** Set problem A **
Answer these questions from the NuGet 3.0 thread:
(i) According to the first message, what does NuGet 3.0 basically appear to be?
(ii) What functional improvement does the first message propose?
(iii) Why did finding the right place to toggle between API v2 and API v3 prove infeasible?
** Set problem B **
In the NuGet 3.0 thread, turn the paragraph beginning "To be clear, we weren't spinning our wheels" into a short bulleted list that keeps its main facts.
** Set problem C **
Resume the NuGet 3.0 thread, picking up right after its final sentence.

Any plans to improve API or add functional features in 3.0?

46 views
Skip to first unread message

Alex Papadimoulis

unread,
Aug 21, 2014, 11:25:27 AM8/21/14
to nuget-e...@googlegroups.com
I've had a chance to review NuGet 3.0, and so far as I can tell, it's basically just NuGet 2x wrapped in JSON-LD.

Considering the massive rewrite efforts, it seems like this would be an opportune time to improve the API and/or add much-needed functionality. I could compile a very long list, but as some examples...

For an API improvement, the whole isLatestVersion vs isAbsoluteLatestVersion thing is a mess. Those attributes are not actually package metadata, but repository metadata. This is because they are mutable and dependent upon other data in the repository. This has, and will continue to cause lots of unique quirks and bugs.

For a functional improvement, providing first-class ownership and allowing namespaces to be owned.

Like I said, any ecosystem user could compile a long list... but if these are "off the table" then there's no point.

Jeff Handley

unread,
Aug 21, 2014, 3:19:41 PM8/21/14
to Alex Papadimoulis, nuget-e...@googlegroups.com

Accurate Assessment and Some Aspirations

Alex, your observation is absolutely accurate, for now.  We spent several weeks trying to find the best way to introduce API v3 into the client while still supporting API v2 package sources too.  Here were some of the aspirations:

 

1.       Create new, clean-room API v3 client libraries that consume our JSON-LD endpoints directly and natively

2.       Unlock many new scenarios for data navigation with our resources being exposed in linked data that could be arbitrarily navigable

3.       Refactor the VS client and command-line to understand API v3 as the primary format, with API v2 being supported side-by-side

4.       Factor the service endpoints and client libraries so that they are fully usable by ecosystem partners who want to provide value-add services over nuget.org and/or their own package sources

 

Spinning Our Wheels

Unfortunately, with these aspirations (especially #3), we were unable to make much progress because the current client codebase is so extremely coupled to API v2 that finding the right place to toggle between API v2 and API v3 proved infeasible.  The client code uses a combination of interfaces and Linq to the point that trying to decouple the code from the data structures exposed by API v2 just wasn’t happening.  Trust me, we are all very sad and frustrated about this!

 

To be clear, we weren’t spinning our wheels because Linked Data or JSON-LD is hard—quite the opposite!  Consuming and navigating JSON-LD is super clean and easy; it’s far less code and much easier than the interfaces and Linq that we’re using today.  We were stuck because we couldn’t find a good way to have the client code-base understand both JSON-LD and Linq/OData.  If we didn’t have to worry about backwards compatibility with API v2 sources, we would have shipped NuGet 3.0 long ago.  But since the client is not limited to connecting to nuget.org, we know we must support API v2 connectivity for a long time to come.

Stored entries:

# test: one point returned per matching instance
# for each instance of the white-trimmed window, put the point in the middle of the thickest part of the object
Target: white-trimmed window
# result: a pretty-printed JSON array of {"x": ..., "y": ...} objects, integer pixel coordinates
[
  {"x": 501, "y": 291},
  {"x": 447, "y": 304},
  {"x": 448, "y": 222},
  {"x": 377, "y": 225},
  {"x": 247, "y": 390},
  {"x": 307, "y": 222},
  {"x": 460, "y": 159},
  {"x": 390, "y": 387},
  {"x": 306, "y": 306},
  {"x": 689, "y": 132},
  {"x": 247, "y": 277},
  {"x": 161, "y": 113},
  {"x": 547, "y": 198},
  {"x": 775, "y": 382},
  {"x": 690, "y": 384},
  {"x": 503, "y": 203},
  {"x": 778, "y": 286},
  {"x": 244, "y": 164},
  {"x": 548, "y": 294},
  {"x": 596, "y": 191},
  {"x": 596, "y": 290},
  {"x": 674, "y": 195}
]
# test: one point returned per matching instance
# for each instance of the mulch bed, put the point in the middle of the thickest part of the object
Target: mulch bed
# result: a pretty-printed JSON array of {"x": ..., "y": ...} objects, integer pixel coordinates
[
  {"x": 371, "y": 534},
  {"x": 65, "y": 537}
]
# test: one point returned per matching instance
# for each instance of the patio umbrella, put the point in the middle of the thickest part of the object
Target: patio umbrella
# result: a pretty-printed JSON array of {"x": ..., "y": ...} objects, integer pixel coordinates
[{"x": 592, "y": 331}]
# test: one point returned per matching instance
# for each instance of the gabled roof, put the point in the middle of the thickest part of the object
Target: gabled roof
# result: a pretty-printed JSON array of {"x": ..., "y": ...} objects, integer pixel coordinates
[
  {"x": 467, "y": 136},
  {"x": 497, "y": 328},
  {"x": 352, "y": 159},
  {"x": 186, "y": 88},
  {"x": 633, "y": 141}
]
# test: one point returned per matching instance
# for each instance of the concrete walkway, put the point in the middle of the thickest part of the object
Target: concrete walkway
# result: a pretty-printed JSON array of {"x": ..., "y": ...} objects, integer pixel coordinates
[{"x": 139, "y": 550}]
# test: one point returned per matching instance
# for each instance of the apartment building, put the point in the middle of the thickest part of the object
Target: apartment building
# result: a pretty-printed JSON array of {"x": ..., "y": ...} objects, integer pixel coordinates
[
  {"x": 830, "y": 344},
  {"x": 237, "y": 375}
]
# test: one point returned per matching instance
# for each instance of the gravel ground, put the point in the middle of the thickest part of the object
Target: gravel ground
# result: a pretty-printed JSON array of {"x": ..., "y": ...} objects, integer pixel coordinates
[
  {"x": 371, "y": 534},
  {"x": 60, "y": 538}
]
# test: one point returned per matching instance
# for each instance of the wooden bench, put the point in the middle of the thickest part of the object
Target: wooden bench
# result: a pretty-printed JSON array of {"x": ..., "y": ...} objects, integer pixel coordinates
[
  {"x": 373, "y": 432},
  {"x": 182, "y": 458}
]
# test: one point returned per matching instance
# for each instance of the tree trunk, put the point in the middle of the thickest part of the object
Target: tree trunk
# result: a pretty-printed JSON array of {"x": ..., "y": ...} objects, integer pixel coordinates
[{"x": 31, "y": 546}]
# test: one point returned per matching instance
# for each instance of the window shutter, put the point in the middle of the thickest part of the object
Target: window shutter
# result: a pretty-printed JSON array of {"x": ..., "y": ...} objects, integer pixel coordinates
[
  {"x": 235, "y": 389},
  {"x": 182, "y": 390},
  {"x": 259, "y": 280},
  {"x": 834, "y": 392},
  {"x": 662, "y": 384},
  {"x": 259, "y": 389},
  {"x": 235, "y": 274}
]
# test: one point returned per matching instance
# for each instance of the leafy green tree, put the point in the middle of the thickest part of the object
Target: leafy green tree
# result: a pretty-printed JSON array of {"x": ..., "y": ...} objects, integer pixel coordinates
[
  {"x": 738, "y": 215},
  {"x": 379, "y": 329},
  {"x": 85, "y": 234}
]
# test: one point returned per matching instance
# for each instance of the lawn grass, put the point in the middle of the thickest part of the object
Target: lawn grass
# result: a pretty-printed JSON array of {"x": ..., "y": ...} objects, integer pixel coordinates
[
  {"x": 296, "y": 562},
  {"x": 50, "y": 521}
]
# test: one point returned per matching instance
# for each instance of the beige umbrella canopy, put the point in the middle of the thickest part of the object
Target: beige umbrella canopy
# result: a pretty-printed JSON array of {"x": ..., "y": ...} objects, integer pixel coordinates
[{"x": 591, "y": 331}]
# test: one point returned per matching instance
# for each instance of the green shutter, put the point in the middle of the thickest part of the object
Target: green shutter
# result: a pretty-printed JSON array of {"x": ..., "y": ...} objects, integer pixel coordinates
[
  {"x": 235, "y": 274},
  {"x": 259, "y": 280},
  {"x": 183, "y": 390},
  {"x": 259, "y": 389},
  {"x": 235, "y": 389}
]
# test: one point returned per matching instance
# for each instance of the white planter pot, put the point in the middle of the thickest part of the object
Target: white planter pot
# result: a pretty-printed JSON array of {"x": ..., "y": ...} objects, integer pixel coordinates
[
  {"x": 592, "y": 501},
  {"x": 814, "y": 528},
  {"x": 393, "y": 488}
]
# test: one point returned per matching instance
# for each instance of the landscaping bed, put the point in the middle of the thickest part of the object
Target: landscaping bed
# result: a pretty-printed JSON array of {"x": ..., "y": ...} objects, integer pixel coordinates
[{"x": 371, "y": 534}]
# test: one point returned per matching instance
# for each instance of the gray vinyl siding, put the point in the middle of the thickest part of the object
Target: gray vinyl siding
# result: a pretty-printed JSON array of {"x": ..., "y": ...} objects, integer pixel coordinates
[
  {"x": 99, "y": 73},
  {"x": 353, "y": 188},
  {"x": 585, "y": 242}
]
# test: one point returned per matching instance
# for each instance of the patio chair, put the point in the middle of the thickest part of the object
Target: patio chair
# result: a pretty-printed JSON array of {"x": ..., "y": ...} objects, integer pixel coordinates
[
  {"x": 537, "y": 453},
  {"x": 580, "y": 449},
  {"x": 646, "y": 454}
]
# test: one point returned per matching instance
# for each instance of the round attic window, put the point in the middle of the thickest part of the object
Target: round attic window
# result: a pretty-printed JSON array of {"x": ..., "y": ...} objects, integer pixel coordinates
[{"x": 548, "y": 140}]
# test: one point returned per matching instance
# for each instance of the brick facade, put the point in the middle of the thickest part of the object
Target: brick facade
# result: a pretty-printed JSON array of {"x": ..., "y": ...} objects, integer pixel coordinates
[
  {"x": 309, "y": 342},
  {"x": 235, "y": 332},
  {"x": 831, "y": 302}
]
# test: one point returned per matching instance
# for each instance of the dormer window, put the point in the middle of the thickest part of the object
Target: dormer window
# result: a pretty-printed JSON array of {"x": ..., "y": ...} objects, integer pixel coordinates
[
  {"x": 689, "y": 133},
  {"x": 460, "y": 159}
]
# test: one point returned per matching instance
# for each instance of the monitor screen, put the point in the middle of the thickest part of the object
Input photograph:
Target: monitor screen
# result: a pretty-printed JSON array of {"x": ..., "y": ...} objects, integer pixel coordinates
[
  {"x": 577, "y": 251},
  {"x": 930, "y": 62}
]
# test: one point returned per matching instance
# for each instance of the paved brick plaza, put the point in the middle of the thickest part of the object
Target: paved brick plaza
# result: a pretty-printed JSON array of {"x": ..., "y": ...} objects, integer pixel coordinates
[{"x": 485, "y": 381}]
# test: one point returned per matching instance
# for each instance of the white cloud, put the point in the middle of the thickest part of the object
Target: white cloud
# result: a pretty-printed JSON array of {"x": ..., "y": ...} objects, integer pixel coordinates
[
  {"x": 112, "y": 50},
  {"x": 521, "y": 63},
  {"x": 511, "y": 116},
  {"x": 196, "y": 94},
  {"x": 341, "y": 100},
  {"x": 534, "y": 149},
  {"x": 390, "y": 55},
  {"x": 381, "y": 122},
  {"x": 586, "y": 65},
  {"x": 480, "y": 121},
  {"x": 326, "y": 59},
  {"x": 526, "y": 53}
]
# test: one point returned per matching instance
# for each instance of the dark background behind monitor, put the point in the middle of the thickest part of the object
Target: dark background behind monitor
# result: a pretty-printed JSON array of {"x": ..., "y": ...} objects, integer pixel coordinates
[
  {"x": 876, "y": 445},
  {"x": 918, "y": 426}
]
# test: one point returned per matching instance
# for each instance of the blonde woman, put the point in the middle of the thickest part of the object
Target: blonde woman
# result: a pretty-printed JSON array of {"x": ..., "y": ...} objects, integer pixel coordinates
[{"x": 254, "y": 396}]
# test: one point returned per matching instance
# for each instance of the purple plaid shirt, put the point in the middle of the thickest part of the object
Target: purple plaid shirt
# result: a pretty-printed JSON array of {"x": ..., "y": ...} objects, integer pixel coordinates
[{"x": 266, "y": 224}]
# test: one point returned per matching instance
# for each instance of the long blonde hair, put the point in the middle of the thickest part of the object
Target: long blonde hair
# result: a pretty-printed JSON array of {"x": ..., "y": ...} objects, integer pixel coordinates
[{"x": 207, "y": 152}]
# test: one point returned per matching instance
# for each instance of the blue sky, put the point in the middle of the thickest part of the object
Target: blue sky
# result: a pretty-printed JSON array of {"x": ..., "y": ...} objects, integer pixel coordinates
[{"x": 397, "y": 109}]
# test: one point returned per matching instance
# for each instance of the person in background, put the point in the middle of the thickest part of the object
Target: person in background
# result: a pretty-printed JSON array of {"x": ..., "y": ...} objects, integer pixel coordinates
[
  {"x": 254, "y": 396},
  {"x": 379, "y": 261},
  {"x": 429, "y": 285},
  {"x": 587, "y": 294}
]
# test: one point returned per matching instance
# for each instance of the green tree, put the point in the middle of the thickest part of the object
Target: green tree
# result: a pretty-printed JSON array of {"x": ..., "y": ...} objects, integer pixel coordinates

** Expected answer A **
(i) NuGet 2x wrapped in JSON-LD.
(ii) Providing first-class ownership and allowing namespaces to be owned.
(iii) The current client codebase is extremely coupled to API v2.

** Expected answer B **
- The lack of progress was not because Linked Data or JSON-LD is hard.
- Consuming and navigating JSON-LD is clean and easy. It takes far less code than the interfaces and Linq used today.
- The real obstacle was finding a way for the client code base to understand both JSON-LD and Linq/OData.
- Without the need for backwards compatibility with API v2 sources, NuGet 3.0 would have shipped long ago.
- The client is not limited to connecting to nuget.org, so API v2 connectivity must be supported for a long time to come.

** Expected answer C **
 

Shipping is a Feature

In an effort to get something out the door—to make some progress—we took the approach of the “shim” where we hijack the API v2 requests, translate them into non-optimized JSON-LD requests that mimic the existing API v2 calls, and then translate the request back into OData-formatted XML to return back to the caller.  Is it gross?  Absolutely!  Did it work?  It sure did!  In fact, it doesn’t just work—it’s significantly faster, even without being optimized JSON-LD!

 

Why We Dislike API V2

You may ask what we gained by this, and the answer is simple: reliability and scalability.  With the OData endpoint on the server, it was handling every possible OData request that comes, with little preference or prejudice for mainline or unrecognized scenarios.  Regardless of the scenario the user was in, the request comes through the pipeline and results in one of two options:

 

1.       Either a call down to SQL Server through Entity Framework, or

2.       An HTTP call over to our Search Service – for requests that we manage to identify as mainline search queries by virtue of recognizing expression patterns.

 

Both of these options require compute AND external resources from the web server.  Requiring either compute or external resources introduces both latency and vulnerability, and we were relying on both compute and external resources being available.  By definition, our uptime is limited to the intersection of uptime for two services, and we’ve been displeased with those results.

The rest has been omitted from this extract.